Word for word, repeat the data that follows. Do not include the pictures.

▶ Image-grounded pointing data
+===+
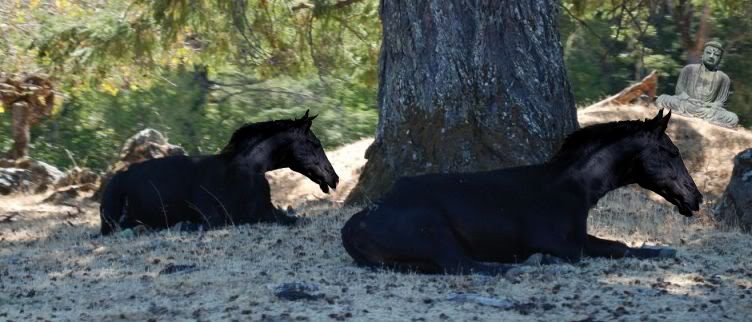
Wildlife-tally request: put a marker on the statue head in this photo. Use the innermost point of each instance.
(711, 54)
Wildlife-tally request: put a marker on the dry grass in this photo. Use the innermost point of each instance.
(50, 267)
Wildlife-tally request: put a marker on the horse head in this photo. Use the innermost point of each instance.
(308, 157)
(659, 167)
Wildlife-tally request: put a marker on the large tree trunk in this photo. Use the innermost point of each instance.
(466, 86)
(21, 130)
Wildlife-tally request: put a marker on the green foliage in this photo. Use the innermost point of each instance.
(93, 125)
(609, 45)
(126, 65)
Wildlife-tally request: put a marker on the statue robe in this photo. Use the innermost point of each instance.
(701, 98)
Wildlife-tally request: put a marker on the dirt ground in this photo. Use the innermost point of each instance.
(53, 267)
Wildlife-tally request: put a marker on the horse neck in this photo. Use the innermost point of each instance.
(603, 170)
(266, 154)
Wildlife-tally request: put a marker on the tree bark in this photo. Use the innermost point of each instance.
(466, 86)
(21, 129)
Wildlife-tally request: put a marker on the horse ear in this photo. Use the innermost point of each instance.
(309, 122)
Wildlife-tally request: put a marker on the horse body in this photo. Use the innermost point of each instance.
+===+
▶ FINISHED EXERCISE
Wildlife-tally request: put a marker on the statue head in this photo. Use the innermost point of each instance.
(711, 54)
Wildlife-tally request: put a marker on the dry grass in this photo. Use the innermost point of each instance.
(50, 267)
Wildlife-tally request: put a marker on the horse head in this photo. Use the innermost point of each instance.
(308, 157)
(659, 167)
Wildlife-tally request: put a marker on the large tree trunk in this photo. Use the innermost point of each instance.
(466, 86)
(21, 130)
Wildlife-tally request: put a marker on the green foliage in this photo. Use the innermost point of each instance.
(93, 125)
(609, 45)
(126, 65)
Wildlife-tally request: put a marker on the statue robe in this photo. Use the innermost point of each instance.
(701, 98)
Wildlife-tally request: put a marker on the dirt ground in this photo. Use the innermost point of each instance.
(53, 267)
Wildlife-tally request: put a marker on the horse neck in this photo. Use the innermost point of each instance.
(603, 170)
(266, 154)
Wildlife-tally request: put a marker on the tree bark in this photo. Use the innermost point of each instance.
(466, 86)
(21, 129)
Wildlife-tally request: put a marker on the horse ear in this photo. Use the innermost point of each instance.
(309, 122)
Wildlife-tally request: put a marker on the horse body in this photo. Use the innermost point of each instance.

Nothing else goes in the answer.